Provided records:
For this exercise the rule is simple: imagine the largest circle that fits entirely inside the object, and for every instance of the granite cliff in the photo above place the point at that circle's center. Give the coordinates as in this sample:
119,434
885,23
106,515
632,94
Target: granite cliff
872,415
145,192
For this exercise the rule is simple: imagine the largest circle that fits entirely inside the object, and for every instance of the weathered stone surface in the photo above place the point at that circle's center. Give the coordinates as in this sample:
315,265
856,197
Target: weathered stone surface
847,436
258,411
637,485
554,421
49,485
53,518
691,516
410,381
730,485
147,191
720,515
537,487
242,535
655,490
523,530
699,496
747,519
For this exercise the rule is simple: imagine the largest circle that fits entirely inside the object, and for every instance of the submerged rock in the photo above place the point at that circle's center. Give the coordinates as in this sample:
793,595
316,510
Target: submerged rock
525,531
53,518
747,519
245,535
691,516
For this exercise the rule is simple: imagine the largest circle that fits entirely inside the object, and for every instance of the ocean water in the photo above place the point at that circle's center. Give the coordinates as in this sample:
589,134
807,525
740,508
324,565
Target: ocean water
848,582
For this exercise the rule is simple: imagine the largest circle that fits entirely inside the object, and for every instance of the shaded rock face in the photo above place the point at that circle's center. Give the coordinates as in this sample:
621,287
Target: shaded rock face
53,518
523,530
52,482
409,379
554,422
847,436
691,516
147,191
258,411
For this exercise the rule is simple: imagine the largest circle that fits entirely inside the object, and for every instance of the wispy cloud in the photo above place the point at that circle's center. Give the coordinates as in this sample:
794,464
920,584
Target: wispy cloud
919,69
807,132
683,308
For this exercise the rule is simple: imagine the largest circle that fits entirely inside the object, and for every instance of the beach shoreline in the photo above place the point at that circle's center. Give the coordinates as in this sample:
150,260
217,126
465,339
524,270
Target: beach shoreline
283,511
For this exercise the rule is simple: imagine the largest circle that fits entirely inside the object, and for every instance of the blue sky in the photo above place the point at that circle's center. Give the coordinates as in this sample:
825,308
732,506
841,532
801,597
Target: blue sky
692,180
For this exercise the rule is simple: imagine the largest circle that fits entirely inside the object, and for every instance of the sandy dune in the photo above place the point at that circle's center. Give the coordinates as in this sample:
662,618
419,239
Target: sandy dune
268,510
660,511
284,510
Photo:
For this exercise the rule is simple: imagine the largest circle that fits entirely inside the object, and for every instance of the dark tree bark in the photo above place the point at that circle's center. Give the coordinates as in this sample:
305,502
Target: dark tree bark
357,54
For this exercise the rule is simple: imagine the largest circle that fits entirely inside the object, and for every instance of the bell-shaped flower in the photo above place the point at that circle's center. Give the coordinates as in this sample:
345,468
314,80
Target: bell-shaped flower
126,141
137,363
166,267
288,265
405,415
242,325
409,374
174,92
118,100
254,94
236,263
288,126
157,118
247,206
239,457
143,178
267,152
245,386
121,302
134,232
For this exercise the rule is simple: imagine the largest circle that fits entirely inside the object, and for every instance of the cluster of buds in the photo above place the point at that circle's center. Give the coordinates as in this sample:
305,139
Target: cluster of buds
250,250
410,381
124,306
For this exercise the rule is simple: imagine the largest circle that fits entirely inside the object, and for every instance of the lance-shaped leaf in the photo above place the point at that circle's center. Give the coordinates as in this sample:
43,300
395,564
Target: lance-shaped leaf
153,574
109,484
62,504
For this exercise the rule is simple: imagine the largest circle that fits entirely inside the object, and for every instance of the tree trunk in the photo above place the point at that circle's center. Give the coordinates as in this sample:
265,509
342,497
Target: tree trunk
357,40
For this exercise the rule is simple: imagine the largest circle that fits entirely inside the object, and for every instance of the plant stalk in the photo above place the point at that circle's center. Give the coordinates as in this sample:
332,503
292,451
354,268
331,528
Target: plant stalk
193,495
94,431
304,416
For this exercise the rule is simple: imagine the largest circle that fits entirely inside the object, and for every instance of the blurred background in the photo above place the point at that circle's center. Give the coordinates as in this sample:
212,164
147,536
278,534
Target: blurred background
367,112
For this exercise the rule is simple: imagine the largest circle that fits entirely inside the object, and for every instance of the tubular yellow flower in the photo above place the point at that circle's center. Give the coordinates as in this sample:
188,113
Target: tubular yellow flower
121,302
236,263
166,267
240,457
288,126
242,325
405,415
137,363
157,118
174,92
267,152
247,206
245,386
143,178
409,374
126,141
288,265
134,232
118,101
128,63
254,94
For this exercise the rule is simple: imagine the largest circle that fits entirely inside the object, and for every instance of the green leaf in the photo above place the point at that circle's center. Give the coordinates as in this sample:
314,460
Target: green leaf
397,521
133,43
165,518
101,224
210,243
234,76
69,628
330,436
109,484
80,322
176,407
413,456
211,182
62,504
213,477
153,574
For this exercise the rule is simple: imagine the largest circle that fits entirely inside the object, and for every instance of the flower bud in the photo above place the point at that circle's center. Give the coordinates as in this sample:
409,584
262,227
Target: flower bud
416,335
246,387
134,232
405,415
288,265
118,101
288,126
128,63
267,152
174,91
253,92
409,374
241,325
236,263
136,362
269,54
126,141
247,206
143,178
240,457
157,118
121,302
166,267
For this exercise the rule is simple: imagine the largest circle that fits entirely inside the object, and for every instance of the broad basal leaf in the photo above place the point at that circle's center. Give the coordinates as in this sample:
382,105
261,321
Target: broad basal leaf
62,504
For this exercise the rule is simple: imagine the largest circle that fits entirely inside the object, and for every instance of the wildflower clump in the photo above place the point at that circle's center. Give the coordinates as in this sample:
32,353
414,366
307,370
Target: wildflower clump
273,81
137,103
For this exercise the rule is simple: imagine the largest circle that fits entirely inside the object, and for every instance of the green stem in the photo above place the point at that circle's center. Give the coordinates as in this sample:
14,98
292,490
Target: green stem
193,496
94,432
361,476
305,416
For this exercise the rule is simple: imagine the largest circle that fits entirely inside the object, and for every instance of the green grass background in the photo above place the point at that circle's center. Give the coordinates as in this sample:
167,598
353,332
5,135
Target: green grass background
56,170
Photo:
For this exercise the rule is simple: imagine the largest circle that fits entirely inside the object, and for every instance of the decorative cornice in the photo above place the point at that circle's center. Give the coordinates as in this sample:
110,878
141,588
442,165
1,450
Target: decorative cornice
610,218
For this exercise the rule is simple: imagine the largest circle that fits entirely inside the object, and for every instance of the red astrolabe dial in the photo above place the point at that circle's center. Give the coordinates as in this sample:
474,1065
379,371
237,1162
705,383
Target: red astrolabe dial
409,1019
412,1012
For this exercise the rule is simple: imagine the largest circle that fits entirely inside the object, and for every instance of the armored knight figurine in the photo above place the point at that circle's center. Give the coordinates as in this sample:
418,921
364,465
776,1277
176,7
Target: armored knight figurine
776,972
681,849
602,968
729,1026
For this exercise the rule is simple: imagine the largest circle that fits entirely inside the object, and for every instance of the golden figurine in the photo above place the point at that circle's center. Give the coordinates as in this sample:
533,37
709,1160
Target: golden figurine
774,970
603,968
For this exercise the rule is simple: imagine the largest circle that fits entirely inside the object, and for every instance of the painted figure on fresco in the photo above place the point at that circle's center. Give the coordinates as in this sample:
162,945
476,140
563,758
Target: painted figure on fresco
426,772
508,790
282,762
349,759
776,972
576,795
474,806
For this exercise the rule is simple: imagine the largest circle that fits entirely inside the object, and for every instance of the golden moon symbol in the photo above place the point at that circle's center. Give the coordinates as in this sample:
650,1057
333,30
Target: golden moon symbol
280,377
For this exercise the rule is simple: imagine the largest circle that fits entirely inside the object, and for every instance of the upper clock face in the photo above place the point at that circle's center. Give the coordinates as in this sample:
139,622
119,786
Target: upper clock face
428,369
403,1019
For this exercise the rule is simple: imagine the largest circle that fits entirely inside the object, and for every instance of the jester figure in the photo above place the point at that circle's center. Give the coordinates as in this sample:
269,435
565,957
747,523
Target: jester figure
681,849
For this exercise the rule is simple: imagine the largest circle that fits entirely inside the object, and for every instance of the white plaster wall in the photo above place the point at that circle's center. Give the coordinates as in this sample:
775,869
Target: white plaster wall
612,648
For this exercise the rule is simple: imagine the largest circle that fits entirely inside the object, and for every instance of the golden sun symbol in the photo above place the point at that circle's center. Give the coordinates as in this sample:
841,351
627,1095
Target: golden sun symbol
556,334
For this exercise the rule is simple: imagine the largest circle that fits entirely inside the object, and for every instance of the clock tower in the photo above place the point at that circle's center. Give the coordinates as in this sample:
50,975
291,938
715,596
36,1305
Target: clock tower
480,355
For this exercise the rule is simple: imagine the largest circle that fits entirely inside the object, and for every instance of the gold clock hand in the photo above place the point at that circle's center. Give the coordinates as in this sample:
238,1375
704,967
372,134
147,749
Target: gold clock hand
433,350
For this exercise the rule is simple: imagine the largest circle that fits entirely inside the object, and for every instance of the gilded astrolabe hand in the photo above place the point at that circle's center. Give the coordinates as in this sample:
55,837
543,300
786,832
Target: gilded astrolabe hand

Exercise task:
Only the lines from the one containing "of the jester" to the end of the listing belong in the output, each reproduced exactly.

The solution:
For this exercise the rule is simple: imagine the largest circle that fits entirely inside the object, and for every instance of the jester figure in the photo above place the point at that circle's center. Give the coordinates as in this sample:
269,435
565,957
747,523
Target: jester figure
681,849
For this exercise the rule is simple: imagine the largest circle that fits entirely inside the object, and for every instance of the white plaster wall in the photo above place the point at that circle's center. Give the coordinates as in this sample:
775,869
Target: white plaster wall
612,648
For this exercise the rule is simple: imagine the largest circle that fits entirely inside the object, and for every instance of the golden sun symbol in the photo above place the point at that circle's center. Give the coordinates as in this sample:
841,351
627,1095
Target: golden sun symbol
556,334
For this exercise the rule is simple: imagine the largest circle that fits entirely inside the object, and for every instance of the clock tower in the photo above place the point at that circle's center. Give the coordinates as in this sample:
50,975
291,938
715,596
36,1305
Target: clock tower
480,355
For this exercise the rule is simple: imagine the largest circle that fits entirely inside the object, and for every instance of the gold clock hand in the photo above place the point at that circle's center. Give the coordinates as in this sample:
238,1375
704,967
372,134
147,749
Target: gold clock hand
433,350
For this exercise the rule is simple: imagine the largest circle that fits entirely inside the object, and for every instance of the gilded astrolabe hand in the photo above place the point at that circle's center. Give the coordinates as in this sample:
55,837
543,300
786,832
Target: gilded astrolabe hand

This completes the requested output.